Accordingly, the aim of our study was to find rare predisposition variants in new genes by performing exome sequencing in patients with familial CRC compatible with an autosomal dominant inheritance and without an alteration in the previously known hereditary CRC genes. In doing so, our final goal is to facilitate genetic counseling and to be able to correctly address prevention strategies in these families.
Materials and Methods
Patients
Forty-three CRC patients from 29 families with strong CRC aggregation compatible with an autosomal dominant pattern of inheritance were selected. Alterations in APC or the mismatch repair genes, and homozygous or compound heterozygous mutations in MUTYH were previously excluded. Families were chosen based on the following criteria: three or more relatives with CRC, two or more consecutive affected generations, and at least one case of CRC diagnosed before the age of 60. In two families, advanced adenomas (i.e., size ≥1 cm, villous architecture, or high-grade dysplasia) were taken into account as early disease presentation. In addition, other extracolonic cancers were considered in six families. Fourteen families were collected in high-risk CRC clinics (Hospital Clínico San Carlos in Madrid, Hospital Clinic in Barcelona, and Hospital Donostia in San Sebastián), and two patients with CRC were selected to be sequenced from among available affected individuals, preferentially those most distantly related. On the other hand, 15 families were chosen from the EPICOLON Consortium15 and one patient with CRC per family was selected to be sequenced. This study was approved by the institutional ethics committee of each participating hospital. Written informed consent was obtained at CRC diagnosis on a systematic basis.
Germ-line DNA samples used for exome sequencing were obtained from peripheral blood, whereas formalin-fixed, paraffin-embedded tumor DNA was isolated in some cases for loss of heterozygosity (LOH) studies using the QIAamp DNA Blood Kit or QIAamp Tissue Kit (Qiagen, Redwood City, CA) and following the manufacturer's instructions.

• What to produce
Write out the colorectal cancer study's text again, starting with "Germ-line DNA samples" and going on through "the manufacturer's instructions.", but change "peripheral blood" to "saliva". These lines have no connection to the colorectal cancer study.

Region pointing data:
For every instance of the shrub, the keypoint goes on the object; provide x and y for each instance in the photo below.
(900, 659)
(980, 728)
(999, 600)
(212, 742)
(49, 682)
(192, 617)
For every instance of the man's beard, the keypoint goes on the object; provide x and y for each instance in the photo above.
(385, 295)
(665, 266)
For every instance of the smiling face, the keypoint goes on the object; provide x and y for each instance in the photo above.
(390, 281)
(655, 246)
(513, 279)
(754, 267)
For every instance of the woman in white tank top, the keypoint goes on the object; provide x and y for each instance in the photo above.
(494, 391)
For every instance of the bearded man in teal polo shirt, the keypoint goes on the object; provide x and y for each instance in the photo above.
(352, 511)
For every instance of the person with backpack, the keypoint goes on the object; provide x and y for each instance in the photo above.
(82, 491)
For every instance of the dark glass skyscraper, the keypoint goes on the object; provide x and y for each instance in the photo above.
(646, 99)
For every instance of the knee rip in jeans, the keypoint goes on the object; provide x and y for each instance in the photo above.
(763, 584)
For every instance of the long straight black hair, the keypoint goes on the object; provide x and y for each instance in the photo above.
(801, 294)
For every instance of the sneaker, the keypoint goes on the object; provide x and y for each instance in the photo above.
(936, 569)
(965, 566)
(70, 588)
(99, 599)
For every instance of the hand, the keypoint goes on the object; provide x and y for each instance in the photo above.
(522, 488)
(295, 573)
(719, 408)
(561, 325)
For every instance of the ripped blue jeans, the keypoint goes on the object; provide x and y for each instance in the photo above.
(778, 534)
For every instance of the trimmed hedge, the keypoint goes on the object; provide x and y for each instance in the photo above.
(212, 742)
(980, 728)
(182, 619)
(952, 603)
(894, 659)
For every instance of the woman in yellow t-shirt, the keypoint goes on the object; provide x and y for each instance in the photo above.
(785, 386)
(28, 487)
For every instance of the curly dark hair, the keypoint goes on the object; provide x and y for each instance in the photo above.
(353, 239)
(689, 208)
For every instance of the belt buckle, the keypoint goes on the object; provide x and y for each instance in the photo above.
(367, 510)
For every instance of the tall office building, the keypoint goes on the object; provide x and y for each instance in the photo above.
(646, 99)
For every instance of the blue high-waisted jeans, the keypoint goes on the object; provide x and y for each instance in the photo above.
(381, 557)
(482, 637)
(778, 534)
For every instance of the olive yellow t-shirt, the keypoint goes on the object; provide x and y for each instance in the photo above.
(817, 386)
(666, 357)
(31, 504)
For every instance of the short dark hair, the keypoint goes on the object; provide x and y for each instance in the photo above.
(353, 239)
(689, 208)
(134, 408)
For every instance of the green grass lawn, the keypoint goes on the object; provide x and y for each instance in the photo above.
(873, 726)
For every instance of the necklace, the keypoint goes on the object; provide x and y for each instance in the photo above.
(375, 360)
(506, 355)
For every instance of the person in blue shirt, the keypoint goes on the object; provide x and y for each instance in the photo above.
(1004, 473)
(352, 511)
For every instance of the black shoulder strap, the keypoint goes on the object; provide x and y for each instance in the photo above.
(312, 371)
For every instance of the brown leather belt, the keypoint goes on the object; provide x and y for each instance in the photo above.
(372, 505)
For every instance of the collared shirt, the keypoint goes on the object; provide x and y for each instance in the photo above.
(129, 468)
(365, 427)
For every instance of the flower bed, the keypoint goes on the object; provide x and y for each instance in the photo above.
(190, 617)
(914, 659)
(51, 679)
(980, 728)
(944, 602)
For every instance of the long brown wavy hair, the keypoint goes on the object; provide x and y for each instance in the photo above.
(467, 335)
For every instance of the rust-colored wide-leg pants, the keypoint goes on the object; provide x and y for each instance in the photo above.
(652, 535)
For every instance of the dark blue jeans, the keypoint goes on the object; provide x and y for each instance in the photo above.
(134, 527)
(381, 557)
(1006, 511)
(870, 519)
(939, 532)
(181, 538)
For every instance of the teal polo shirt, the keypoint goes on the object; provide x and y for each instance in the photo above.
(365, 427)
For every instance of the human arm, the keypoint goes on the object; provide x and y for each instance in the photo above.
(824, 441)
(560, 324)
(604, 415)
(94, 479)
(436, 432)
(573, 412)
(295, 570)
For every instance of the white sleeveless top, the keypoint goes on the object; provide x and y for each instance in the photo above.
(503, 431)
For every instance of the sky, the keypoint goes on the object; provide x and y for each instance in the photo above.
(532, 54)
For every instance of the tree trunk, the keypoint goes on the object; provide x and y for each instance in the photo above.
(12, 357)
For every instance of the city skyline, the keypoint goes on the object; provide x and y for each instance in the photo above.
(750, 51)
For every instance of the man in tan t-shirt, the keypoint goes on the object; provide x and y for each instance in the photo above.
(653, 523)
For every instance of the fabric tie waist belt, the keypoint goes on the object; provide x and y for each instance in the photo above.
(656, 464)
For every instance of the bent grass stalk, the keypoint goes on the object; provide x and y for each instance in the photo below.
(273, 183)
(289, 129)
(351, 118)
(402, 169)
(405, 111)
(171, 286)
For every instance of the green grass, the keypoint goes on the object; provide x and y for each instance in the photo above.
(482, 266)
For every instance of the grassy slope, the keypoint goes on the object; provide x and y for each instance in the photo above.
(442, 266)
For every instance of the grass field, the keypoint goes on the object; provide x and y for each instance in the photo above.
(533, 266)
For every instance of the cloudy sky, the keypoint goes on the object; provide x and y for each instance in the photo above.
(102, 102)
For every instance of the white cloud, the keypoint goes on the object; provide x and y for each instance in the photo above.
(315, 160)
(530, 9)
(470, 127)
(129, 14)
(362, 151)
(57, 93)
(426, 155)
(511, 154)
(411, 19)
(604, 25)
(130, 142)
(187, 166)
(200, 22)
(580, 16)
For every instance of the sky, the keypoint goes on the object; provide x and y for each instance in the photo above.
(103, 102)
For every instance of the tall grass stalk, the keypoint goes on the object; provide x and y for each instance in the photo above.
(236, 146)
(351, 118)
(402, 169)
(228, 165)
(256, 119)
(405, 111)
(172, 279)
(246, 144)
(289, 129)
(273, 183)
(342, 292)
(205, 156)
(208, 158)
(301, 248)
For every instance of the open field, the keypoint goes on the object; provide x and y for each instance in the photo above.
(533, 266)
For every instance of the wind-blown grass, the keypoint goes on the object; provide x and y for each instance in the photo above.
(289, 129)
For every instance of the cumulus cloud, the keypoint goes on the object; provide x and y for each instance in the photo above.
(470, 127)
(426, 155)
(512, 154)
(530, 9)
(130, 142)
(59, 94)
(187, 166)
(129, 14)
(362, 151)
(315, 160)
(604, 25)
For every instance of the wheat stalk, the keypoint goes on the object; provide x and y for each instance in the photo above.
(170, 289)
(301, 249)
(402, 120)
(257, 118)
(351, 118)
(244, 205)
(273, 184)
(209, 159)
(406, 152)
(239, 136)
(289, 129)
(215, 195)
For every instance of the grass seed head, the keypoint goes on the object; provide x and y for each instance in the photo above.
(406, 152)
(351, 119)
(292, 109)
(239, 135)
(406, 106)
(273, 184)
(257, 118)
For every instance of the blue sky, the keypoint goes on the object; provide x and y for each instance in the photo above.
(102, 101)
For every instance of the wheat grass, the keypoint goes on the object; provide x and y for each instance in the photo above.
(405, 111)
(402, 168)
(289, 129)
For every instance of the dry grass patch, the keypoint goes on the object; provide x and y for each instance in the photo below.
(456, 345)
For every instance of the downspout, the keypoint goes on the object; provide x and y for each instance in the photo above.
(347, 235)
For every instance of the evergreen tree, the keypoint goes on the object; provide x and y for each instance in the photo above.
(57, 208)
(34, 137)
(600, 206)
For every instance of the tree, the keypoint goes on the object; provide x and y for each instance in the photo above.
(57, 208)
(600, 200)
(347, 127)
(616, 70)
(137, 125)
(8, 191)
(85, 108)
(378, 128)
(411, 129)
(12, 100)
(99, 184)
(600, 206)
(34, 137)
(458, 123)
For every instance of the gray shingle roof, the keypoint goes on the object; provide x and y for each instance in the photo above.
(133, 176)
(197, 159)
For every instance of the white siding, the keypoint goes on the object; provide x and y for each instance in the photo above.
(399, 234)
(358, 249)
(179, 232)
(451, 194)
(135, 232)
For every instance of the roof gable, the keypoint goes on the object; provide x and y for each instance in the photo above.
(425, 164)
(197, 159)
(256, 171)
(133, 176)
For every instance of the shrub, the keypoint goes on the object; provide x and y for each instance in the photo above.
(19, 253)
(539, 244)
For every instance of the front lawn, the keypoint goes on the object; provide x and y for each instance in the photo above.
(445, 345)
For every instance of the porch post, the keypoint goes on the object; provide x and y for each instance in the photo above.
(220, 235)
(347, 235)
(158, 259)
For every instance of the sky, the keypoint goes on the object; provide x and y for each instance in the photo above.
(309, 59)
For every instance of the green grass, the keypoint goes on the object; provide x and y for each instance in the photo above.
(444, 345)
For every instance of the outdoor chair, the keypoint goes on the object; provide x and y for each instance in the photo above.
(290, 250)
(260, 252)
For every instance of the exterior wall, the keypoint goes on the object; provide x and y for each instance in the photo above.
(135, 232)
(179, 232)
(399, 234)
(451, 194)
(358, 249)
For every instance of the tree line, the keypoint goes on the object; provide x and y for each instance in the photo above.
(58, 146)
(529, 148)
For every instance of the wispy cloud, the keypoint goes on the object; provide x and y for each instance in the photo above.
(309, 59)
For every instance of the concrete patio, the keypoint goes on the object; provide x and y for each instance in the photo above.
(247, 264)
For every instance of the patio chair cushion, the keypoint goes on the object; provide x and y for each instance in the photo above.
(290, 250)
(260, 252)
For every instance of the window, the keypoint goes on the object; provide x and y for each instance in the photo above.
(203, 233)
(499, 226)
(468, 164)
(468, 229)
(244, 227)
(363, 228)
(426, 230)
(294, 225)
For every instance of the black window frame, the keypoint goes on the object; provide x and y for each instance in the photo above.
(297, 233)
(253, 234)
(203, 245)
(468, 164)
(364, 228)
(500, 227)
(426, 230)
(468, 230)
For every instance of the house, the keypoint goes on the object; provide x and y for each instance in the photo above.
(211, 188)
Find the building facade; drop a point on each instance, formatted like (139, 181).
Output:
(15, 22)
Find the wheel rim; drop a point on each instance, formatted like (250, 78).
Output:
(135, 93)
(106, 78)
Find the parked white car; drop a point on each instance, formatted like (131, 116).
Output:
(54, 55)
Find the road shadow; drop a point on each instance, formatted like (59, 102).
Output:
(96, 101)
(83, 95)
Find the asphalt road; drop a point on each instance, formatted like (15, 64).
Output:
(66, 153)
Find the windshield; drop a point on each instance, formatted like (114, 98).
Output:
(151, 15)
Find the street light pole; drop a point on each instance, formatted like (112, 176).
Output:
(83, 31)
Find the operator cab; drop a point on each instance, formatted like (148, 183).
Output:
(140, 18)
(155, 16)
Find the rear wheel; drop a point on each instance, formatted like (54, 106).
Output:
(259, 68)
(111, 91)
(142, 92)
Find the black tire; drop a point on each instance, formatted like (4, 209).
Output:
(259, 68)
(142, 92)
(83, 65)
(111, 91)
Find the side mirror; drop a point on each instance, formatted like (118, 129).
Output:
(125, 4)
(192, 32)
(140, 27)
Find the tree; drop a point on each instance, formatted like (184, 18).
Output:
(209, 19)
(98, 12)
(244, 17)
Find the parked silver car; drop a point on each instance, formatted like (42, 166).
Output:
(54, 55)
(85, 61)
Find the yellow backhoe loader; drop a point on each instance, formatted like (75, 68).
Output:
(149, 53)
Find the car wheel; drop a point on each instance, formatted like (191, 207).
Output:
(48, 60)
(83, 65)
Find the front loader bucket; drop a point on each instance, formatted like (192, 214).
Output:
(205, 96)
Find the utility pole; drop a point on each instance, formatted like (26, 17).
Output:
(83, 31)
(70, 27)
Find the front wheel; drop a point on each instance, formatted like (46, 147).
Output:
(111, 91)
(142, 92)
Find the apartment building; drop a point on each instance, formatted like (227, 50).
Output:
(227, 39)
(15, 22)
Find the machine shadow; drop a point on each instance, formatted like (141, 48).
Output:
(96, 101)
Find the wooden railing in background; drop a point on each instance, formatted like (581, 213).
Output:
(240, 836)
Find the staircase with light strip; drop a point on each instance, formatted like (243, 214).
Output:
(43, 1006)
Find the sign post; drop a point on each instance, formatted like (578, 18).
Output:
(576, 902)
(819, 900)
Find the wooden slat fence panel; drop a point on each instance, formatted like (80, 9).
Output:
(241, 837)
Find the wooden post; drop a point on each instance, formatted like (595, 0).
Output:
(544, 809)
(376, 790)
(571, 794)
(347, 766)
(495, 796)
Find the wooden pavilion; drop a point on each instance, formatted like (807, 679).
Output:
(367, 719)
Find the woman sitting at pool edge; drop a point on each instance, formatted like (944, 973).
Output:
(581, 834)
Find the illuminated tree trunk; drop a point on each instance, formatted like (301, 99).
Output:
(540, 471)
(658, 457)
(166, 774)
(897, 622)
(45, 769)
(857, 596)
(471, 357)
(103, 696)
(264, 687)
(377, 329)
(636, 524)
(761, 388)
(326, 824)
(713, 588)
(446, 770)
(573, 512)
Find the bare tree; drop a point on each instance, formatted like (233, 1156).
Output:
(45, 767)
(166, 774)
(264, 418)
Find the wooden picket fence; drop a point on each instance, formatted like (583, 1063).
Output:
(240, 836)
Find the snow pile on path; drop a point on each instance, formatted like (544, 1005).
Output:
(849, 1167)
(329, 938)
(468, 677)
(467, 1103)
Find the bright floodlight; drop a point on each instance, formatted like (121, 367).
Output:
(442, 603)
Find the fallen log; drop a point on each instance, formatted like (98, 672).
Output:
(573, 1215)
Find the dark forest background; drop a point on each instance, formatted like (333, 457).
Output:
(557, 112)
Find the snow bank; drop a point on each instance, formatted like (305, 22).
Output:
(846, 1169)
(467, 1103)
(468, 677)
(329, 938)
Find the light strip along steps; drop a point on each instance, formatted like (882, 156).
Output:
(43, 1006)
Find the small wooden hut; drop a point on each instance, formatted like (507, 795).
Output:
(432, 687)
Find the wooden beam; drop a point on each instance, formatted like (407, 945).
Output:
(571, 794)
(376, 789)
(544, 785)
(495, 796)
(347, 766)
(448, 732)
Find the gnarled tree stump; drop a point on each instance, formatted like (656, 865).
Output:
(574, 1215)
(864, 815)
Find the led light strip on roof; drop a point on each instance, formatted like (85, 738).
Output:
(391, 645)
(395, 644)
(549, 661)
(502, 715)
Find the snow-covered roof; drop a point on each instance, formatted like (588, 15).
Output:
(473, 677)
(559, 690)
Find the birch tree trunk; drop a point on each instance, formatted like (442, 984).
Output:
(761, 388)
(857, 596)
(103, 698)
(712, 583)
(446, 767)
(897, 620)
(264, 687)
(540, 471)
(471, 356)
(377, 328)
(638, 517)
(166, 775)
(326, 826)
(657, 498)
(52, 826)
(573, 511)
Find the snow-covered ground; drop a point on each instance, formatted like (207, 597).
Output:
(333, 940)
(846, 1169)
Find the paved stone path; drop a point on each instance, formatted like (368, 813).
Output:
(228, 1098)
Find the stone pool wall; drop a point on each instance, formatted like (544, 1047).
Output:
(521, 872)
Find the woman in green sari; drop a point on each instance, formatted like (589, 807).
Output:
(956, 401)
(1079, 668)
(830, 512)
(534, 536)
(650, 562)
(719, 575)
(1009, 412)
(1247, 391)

• Response
Germ-line DNA samples used for exome sequencing were obtained from saliva, whereas formalin-fixed, paraffin-embedded tumor DNA was isolated in some cases for loss of heterozygosity (LOH) studies using the QIAamp DNA Blood Kit or QIAamp Tissue Kit (Qiagen, Redwood City, CA) and following the manufacturer's instructions.